▸ PROBLEM STATEMENT
In the data that follows, find each line containing "green" and copy it.

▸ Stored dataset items
··········

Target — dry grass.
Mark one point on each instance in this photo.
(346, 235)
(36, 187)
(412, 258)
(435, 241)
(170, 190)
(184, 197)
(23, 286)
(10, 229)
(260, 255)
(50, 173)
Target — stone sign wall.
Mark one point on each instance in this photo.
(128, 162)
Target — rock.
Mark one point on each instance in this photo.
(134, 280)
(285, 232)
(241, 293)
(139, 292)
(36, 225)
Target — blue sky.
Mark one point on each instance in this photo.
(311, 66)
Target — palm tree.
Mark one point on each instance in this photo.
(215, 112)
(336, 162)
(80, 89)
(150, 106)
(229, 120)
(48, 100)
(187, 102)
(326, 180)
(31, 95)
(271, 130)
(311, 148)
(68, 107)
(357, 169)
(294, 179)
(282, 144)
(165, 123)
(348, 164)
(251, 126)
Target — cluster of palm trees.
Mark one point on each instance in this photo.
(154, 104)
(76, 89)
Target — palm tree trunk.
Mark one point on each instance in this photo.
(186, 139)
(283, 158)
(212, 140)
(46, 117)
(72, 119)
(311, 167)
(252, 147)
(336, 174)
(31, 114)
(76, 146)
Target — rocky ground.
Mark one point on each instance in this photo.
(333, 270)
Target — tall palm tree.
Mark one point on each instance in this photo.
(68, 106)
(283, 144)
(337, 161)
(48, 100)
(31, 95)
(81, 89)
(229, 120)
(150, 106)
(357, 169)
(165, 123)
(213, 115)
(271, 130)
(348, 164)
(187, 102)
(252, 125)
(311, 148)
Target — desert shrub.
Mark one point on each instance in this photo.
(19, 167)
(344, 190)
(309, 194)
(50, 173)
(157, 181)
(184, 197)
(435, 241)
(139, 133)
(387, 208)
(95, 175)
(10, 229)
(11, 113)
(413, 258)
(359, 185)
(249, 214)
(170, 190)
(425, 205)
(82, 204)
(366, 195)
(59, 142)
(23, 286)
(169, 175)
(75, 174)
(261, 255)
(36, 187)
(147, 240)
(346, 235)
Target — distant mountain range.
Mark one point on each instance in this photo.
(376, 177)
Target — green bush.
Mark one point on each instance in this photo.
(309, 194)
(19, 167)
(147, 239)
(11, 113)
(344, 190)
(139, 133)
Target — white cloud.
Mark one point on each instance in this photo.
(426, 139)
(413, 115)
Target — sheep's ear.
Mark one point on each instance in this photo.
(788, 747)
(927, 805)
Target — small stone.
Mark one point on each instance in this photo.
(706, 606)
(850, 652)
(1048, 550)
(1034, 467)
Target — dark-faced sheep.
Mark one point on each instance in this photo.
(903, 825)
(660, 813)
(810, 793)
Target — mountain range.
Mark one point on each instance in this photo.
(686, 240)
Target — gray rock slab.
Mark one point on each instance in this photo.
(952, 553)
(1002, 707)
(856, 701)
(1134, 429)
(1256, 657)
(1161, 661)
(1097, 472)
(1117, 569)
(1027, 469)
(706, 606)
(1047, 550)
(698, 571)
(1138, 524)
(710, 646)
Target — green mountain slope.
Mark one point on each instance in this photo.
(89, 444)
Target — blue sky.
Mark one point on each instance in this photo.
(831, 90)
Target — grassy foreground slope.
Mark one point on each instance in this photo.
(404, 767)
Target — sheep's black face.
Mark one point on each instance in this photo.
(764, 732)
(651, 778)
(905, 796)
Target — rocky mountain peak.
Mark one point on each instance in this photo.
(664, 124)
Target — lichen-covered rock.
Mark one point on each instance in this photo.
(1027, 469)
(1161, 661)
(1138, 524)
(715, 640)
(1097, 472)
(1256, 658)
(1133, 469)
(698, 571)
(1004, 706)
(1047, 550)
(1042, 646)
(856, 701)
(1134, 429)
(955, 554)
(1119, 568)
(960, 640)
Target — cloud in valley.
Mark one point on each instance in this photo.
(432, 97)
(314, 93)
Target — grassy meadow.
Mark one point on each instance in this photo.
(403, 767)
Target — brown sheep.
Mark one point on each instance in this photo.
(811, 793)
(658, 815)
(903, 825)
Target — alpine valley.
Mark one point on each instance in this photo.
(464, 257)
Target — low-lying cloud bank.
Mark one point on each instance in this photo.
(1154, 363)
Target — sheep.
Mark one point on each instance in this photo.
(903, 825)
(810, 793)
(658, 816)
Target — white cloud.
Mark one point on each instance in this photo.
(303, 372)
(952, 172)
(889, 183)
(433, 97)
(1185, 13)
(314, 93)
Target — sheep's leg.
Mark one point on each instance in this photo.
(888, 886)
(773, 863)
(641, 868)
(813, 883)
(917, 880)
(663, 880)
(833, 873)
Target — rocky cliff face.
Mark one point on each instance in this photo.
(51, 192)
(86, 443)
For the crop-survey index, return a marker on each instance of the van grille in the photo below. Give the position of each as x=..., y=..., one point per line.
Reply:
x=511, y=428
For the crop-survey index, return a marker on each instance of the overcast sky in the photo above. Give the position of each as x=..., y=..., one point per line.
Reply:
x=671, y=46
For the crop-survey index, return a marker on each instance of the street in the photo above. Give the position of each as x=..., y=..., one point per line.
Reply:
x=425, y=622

··········

▸ ANSWER TO THIS PROBLEM
Target — green bush.
Target — green mountain slope.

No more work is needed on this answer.